What you will do ▸ The lines to return run from the start of the material below through the line holding "note: the xmlns attribute is omitted", both included; please give them back exactly, minus the pictures.
----
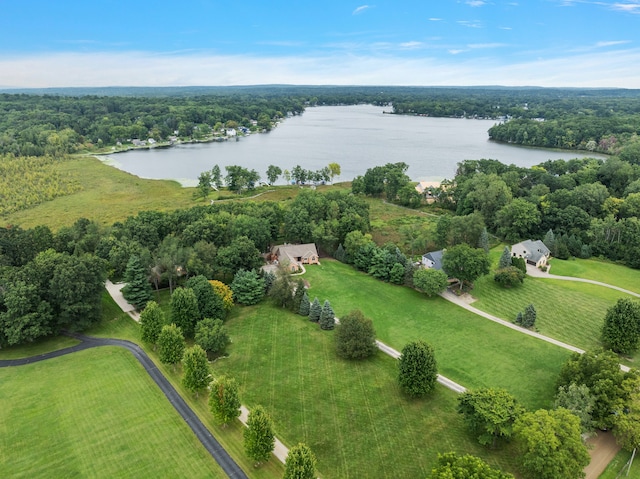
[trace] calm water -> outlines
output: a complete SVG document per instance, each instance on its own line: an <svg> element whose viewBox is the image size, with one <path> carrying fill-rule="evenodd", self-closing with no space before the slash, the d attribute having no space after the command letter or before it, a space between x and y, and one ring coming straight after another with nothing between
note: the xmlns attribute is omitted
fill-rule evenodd
<svg viewBox="0 0 640 479"><path fill-rule="evenodd" d="M389 108L387 108L389 109ZM268 134L239 141L178 145L167 149L113 154L108 162L142 178L175 179L197 184L198 175L218 164L255 169L263 178L270 164L318 170L336 162L340 180L351 180L367 168L403 161L412 180L453 178L462 160L492 158L518 166L548 159L586 156L493 143L487 130L493 120L462 120L386 115L371 105L308 108ZM589 155L598 156L598 155Z"/></svg>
----
Answer section ▸
[trace] calm water -> outlines
output: a complete SVG document per instance, each instance on its own line: an <svg> element whose viewBox is the image size, with one <path> carrying fill-rule="evenodd", self-closing with no space before the slash, the d attribute having no space after the command letter or before it, a space between x and y, and one ring coming straight after another with nothing between
note: the xmlns attribute is omitted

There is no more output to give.